### What the task requires
Copy out every line in the material below that contains the word "jacket".

-- start Data listing --

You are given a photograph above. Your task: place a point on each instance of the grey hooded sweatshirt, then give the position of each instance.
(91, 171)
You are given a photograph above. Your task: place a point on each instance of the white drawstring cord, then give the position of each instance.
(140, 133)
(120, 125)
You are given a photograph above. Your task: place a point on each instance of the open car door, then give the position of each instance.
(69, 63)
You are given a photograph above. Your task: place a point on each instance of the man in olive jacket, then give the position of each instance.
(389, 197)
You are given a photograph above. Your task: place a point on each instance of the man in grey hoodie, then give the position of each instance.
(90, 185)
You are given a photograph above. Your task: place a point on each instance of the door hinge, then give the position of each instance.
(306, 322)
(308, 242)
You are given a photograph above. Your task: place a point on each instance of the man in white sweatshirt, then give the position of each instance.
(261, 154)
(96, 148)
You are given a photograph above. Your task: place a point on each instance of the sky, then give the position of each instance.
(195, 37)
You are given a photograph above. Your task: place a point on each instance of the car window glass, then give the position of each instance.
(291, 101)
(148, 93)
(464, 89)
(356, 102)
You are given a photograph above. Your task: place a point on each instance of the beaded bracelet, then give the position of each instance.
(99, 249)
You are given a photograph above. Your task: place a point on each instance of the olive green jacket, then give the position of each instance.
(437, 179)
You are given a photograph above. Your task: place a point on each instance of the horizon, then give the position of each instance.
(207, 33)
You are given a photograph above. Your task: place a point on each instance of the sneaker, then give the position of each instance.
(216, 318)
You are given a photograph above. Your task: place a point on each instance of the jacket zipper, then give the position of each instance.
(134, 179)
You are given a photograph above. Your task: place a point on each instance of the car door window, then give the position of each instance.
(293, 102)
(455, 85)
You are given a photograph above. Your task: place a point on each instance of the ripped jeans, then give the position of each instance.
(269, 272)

-- end Data listing --
-- start Data listing --

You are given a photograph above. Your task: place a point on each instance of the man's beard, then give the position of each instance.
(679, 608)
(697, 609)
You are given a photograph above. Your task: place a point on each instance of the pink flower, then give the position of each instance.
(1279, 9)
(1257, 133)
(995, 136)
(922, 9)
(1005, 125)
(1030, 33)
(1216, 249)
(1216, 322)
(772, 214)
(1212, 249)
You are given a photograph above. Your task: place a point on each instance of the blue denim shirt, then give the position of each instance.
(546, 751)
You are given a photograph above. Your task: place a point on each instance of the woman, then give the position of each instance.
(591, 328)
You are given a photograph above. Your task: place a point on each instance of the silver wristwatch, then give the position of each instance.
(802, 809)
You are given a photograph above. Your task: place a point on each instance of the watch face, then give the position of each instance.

-- end Data listing --
-- start Data listing --

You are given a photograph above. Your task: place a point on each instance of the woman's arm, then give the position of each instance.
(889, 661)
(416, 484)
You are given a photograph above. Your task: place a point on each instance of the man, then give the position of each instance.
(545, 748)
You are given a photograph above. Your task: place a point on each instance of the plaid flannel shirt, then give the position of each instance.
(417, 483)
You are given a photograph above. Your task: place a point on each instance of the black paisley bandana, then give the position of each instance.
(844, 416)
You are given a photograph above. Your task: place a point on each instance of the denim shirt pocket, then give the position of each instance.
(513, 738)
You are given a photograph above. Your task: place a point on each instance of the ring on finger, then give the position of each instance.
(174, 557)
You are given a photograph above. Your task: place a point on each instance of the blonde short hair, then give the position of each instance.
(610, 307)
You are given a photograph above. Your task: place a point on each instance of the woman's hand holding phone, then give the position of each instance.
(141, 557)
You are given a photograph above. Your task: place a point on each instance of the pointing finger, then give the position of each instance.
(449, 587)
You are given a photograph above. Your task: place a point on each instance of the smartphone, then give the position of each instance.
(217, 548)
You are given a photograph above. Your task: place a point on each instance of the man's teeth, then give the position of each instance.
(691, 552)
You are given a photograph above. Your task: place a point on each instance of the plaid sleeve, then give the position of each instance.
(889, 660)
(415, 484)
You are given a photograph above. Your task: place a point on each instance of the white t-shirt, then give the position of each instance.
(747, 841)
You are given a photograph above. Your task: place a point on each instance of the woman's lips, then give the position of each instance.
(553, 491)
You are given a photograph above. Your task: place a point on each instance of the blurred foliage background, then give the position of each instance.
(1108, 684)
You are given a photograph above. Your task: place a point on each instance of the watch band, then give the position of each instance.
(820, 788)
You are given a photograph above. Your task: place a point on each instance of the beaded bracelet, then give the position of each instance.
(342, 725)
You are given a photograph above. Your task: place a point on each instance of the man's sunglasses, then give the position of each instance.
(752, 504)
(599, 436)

-- end Data listing --

### Result
You are given a photograph above. Your task: place a point on each instance of the man in olive jacket, then give the position of each instance.
You are given a photograph above. Your task: place a point on each instance of the olive green jacket, then give the position of each instance.
You are given a photograph above. Your task: place a point on each instance of the jacket zipper, then give the position of each instance.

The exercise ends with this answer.